Task directions: Scan the entries for the word "panel". Every line that has it should be copied.

Entries taken from a collection:
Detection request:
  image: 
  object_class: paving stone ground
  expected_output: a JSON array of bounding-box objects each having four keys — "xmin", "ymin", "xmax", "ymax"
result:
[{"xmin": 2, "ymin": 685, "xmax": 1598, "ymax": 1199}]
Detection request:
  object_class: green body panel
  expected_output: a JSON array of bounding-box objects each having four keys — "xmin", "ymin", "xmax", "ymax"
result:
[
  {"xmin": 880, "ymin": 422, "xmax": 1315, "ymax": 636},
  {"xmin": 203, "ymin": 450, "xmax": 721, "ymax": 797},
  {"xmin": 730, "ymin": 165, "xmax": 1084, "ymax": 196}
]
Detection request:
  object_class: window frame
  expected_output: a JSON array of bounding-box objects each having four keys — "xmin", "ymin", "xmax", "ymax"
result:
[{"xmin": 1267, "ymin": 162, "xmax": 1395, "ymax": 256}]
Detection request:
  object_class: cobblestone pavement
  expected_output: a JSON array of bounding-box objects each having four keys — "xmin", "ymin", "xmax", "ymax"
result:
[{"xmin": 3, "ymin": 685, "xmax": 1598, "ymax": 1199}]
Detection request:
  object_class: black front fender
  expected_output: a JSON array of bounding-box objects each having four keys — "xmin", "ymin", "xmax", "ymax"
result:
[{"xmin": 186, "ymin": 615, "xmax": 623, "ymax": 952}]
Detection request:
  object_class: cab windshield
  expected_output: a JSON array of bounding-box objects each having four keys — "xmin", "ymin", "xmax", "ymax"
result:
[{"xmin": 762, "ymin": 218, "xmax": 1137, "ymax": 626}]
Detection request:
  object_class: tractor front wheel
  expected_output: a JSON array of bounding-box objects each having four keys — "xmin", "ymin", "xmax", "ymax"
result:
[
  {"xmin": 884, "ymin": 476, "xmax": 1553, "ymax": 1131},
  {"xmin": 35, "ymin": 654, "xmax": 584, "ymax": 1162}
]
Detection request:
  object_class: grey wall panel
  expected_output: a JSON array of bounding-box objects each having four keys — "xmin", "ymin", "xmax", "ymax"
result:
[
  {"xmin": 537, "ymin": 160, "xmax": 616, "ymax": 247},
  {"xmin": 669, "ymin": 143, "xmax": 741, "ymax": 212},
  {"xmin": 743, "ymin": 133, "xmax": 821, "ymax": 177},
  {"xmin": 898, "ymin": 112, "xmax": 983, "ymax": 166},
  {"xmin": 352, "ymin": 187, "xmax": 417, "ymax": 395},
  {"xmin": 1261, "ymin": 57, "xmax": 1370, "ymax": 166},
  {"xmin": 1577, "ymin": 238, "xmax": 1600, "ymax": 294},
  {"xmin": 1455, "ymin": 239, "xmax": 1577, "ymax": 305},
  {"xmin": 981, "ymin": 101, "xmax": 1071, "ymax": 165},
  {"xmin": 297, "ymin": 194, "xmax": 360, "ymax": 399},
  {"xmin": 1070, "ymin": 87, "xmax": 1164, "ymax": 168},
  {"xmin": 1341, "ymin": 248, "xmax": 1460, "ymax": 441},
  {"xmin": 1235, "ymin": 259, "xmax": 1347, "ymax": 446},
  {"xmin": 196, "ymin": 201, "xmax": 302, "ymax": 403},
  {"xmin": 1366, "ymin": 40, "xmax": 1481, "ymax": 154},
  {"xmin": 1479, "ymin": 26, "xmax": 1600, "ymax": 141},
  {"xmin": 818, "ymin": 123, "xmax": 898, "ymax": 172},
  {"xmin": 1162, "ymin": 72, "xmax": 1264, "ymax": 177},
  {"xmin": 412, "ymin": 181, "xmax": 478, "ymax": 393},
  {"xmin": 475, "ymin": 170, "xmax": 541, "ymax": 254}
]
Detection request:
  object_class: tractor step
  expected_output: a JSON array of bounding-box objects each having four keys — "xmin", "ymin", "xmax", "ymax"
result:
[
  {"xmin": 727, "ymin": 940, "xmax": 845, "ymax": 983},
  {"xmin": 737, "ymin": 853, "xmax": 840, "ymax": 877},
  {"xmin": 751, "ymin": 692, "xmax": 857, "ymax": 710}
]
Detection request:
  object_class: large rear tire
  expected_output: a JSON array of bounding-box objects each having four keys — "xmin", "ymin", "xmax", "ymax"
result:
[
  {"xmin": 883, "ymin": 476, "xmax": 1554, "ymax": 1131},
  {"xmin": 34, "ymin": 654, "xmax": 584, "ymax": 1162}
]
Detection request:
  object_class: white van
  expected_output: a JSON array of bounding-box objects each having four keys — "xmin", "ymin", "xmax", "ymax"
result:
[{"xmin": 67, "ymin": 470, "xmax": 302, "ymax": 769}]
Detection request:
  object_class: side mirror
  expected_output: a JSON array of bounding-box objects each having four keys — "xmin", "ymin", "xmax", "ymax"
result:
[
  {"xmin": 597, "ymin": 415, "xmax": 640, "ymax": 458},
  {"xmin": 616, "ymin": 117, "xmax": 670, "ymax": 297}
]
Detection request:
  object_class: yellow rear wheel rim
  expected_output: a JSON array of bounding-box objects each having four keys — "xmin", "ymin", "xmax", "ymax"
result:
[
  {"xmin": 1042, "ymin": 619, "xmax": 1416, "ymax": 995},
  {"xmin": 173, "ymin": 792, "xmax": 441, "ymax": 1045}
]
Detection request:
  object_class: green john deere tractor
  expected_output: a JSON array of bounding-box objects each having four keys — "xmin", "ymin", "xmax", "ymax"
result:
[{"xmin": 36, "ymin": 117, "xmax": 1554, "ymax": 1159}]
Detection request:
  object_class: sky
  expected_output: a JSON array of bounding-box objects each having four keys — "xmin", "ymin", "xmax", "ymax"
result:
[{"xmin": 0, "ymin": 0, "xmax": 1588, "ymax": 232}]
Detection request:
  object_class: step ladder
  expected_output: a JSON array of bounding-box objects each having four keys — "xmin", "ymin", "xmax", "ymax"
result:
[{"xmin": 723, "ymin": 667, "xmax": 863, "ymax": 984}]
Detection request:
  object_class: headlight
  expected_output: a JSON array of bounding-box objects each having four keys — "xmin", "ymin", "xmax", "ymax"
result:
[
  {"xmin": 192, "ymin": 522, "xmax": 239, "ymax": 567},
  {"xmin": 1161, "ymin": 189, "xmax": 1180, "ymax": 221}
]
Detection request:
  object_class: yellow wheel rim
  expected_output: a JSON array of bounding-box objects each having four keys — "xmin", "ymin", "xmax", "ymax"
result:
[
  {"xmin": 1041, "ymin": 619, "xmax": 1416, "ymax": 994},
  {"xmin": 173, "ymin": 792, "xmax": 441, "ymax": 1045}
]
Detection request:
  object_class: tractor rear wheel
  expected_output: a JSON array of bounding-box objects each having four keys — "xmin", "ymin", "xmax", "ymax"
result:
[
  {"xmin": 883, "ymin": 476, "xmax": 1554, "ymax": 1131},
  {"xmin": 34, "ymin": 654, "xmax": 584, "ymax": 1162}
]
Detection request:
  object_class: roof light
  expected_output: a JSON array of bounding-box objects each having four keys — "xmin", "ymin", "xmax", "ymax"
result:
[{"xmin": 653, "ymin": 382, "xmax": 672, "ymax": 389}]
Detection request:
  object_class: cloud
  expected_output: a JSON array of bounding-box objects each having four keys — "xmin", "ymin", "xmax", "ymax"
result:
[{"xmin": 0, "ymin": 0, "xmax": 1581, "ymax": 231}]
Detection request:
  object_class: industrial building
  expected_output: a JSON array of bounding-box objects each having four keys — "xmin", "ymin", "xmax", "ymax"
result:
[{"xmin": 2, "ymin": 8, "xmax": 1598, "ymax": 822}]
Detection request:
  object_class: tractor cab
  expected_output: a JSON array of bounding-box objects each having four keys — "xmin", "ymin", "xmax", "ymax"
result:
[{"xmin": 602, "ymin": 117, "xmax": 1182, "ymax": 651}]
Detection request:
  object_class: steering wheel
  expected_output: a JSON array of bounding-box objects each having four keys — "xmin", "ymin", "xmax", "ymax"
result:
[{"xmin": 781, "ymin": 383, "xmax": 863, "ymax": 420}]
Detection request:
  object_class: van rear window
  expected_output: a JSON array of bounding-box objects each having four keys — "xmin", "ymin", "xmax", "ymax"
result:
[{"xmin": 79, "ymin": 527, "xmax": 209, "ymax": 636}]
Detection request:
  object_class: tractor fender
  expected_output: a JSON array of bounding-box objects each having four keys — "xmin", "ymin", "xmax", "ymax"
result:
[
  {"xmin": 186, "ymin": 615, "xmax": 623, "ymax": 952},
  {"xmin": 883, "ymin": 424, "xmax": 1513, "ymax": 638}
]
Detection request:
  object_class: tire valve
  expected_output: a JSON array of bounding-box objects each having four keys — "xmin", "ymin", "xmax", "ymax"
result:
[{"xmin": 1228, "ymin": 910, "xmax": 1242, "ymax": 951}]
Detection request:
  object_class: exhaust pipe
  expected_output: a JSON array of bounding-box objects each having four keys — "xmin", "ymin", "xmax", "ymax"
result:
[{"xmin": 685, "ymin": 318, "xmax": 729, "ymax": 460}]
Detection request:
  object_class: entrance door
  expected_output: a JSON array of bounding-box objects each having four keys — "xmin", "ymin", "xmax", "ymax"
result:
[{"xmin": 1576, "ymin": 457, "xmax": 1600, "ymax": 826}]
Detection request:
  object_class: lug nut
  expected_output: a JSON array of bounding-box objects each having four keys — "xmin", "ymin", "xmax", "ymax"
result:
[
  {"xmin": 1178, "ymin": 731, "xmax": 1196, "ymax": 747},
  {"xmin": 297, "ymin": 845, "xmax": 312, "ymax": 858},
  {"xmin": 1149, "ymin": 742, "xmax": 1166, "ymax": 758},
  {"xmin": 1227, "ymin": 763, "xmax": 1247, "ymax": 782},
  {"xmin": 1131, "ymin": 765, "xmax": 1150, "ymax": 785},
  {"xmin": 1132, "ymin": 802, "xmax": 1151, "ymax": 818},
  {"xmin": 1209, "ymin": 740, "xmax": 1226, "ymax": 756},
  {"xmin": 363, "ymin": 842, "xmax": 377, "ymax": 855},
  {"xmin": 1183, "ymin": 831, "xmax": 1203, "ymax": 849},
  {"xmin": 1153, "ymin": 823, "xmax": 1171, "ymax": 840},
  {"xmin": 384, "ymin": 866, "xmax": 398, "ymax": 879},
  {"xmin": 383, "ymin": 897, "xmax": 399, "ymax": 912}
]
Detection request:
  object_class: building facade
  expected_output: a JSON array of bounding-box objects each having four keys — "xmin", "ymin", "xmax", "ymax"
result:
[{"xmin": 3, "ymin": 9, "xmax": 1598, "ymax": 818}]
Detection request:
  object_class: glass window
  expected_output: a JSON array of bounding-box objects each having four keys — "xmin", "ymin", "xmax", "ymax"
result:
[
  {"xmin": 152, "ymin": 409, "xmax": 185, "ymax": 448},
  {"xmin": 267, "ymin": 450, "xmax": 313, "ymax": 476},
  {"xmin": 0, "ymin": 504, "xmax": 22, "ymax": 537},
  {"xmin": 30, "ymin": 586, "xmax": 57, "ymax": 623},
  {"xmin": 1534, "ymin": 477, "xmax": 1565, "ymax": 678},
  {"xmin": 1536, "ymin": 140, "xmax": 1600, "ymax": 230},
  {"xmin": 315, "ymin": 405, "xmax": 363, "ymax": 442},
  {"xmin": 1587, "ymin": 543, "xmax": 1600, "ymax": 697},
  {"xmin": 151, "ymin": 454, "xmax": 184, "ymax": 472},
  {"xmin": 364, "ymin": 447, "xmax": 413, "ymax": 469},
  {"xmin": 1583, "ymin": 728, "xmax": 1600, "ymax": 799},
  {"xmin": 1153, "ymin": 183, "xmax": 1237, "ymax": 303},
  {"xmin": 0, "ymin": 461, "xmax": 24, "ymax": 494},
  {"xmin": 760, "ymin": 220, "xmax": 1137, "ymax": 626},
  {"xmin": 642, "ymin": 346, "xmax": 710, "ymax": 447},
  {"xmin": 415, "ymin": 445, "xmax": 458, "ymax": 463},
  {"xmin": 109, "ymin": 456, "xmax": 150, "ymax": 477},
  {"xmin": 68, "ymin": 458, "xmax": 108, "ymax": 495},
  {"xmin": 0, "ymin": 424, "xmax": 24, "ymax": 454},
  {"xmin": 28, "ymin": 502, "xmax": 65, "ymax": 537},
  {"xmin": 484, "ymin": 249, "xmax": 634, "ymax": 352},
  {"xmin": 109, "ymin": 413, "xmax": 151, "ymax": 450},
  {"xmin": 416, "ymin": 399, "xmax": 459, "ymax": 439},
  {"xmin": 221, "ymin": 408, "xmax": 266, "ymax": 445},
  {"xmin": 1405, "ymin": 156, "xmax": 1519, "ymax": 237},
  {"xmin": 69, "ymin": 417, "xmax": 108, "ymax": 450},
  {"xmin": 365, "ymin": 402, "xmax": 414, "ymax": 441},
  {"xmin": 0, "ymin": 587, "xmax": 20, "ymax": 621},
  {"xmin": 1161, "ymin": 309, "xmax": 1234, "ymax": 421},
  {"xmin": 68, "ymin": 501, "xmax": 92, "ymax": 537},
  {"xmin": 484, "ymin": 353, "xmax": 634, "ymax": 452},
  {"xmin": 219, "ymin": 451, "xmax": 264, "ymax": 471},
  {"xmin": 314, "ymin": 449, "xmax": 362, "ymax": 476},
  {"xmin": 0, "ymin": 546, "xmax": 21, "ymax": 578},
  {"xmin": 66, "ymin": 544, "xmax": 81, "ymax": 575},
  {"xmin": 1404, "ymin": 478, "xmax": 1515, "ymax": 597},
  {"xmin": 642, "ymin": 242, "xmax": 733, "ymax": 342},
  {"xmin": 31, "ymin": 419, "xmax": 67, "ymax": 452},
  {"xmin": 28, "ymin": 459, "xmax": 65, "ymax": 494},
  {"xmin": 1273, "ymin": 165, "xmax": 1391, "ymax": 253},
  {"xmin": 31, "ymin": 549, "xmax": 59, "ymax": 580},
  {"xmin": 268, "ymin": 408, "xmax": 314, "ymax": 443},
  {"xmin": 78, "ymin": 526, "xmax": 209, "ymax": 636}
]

Response for this exercise:
  object_class: green body panel
  object_class: grey wall panel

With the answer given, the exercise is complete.